As global markets reel in the face of the developing coronavirus pandemic, it is difficult to see how these events will not be the trigger for a new world capitalist economic downturn, with all the social and political consequences that will entail.
There is no doubt that the rapid spread of the virus and its disruptive impact has stunned the capitalist class and their political representatives.
On 25 February, the chief economic advisor to Donald Trump, Larry Kudlow, breezily declared, “we have contained this. I won’t say airtight, but it’s pretty close to airtight”.
Just twenty days later, on 16 March, after the MSCI all-country world index, the widest measure of global markets, had suffered its heaviest weekly loss since 2008, the US Federal Reserve central bank was forced to make its biggest intervention since the crisis then.
An emergency interest rate cut, the second in two weeks, brought rates down to almost zero and ‘quantitative easing’ (QE) was resumed, with the Fed pledging to buy another $700 billion of US government bonds and mortgage-backed securities.
Hubris – excessive pride or self-confidence before a fall – doesn’t begin to describe it.
The immediate certain effect of the supply and demand shocks the coronavirus crisis is inflicting will be a short-term recession.
But not every conjunctural shock or market gyration necessarily has a deep or sustained effect on the ‘real economy’.

▶ INSTRUCTIONS FOR THE TASK: Summarize the passage on the coronavirus pandemic and global markets in three sentences.

▶ EXTRACTED ENTRIES:
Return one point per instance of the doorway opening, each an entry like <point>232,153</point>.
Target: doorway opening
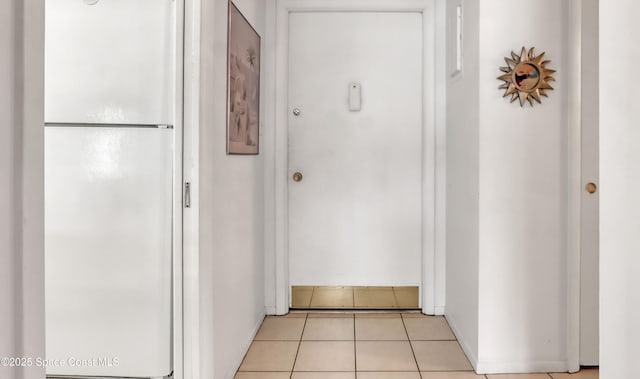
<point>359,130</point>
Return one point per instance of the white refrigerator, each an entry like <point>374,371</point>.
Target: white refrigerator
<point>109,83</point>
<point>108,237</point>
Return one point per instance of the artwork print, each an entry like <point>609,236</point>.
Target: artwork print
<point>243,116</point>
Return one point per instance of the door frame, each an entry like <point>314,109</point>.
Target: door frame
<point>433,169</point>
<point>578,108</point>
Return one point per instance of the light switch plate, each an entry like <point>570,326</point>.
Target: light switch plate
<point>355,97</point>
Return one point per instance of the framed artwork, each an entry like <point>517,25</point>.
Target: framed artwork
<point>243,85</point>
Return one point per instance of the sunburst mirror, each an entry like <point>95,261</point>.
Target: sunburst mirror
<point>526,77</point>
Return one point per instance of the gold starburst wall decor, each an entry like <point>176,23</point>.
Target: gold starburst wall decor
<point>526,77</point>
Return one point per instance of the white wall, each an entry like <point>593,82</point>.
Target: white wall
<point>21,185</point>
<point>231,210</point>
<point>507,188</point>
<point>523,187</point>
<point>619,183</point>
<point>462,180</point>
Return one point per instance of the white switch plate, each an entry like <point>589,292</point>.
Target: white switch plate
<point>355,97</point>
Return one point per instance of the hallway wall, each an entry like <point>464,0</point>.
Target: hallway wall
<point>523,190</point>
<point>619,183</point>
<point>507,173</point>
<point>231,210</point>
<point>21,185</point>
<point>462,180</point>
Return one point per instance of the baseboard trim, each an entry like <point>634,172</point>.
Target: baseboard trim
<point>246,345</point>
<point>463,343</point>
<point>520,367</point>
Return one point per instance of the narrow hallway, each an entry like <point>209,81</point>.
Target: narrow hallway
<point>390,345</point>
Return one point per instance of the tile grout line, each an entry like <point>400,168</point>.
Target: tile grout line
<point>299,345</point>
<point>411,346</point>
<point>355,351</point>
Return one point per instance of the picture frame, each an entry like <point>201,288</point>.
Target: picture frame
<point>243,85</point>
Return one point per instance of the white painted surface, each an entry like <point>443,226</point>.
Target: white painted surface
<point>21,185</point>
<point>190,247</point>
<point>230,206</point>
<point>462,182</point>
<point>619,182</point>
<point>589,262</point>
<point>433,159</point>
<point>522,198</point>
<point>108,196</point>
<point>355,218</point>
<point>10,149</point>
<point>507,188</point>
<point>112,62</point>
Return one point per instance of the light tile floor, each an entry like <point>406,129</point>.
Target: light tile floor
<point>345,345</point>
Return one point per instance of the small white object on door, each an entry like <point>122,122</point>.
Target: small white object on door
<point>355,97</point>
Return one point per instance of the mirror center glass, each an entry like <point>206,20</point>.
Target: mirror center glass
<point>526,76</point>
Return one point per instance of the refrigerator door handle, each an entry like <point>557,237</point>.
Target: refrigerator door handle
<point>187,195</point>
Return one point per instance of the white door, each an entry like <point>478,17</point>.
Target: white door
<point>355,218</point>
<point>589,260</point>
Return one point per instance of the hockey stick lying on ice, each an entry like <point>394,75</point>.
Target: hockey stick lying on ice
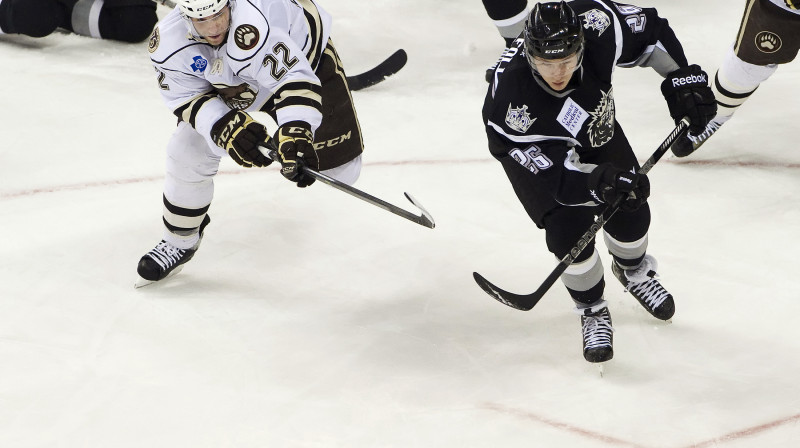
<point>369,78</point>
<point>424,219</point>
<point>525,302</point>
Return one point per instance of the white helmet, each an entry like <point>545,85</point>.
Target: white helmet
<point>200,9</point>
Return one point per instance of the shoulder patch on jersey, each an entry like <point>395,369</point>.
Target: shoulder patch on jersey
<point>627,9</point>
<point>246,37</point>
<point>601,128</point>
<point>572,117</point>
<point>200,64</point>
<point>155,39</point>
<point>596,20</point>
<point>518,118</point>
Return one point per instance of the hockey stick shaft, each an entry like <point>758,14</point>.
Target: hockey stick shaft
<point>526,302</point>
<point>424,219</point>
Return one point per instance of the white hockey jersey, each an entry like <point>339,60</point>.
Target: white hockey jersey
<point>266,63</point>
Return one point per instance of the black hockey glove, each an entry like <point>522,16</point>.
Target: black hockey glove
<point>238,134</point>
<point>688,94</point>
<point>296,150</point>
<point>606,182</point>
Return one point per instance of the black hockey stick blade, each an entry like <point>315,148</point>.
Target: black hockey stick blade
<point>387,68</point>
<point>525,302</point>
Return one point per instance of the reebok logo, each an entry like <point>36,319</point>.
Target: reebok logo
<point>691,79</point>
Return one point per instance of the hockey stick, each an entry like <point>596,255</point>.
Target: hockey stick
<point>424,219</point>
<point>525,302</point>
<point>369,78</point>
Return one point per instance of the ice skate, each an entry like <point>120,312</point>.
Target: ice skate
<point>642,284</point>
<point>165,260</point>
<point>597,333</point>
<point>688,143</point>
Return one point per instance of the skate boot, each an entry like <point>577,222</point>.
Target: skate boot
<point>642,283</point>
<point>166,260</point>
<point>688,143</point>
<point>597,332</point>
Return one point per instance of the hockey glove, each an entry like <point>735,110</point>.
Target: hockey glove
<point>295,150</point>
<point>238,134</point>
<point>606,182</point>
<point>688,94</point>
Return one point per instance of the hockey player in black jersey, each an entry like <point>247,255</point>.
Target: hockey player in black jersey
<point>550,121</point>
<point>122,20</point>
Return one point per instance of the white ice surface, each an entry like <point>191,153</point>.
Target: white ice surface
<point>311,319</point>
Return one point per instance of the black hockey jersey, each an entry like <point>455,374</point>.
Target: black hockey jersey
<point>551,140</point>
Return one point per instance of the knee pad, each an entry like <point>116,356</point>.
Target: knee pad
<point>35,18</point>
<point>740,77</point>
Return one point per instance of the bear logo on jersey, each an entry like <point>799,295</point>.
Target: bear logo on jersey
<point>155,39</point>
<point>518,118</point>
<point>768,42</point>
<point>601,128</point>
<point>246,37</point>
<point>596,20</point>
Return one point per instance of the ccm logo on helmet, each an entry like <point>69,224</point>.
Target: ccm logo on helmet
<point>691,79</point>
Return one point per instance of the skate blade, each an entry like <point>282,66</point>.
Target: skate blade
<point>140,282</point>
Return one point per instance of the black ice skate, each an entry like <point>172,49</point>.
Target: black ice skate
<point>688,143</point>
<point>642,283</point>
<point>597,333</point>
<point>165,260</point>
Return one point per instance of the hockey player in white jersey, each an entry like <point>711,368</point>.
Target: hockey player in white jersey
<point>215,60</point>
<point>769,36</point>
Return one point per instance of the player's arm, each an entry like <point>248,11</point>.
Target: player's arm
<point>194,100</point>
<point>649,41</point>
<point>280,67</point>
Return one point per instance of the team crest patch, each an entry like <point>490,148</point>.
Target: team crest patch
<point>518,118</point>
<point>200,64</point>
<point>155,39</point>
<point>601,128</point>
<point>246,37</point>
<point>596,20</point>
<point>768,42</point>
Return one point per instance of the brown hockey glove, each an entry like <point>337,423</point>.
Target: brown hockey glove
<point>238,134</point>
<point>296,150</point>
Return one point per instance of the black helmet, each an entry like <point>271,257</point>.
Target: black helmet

▶ RESPONSE TO THIS TASK: As global markets reel from the coronavirus pandemic, the events seem bound to trigger a new world capitalist economic downturn, and the virus's rapid spread has stunned the capitalist class and its political representatives. On 25 February, Trump's chief economic advisor Larry Kudlow claimed the virus was nearly contained. Twenty days later the US Federal Reserve made its biggest intervention since 2008, cutting rates to almost zero and resuming quantitative easing, and a short-term recession is now certain, though not every shock has a deep or sustained effect on the "real economy."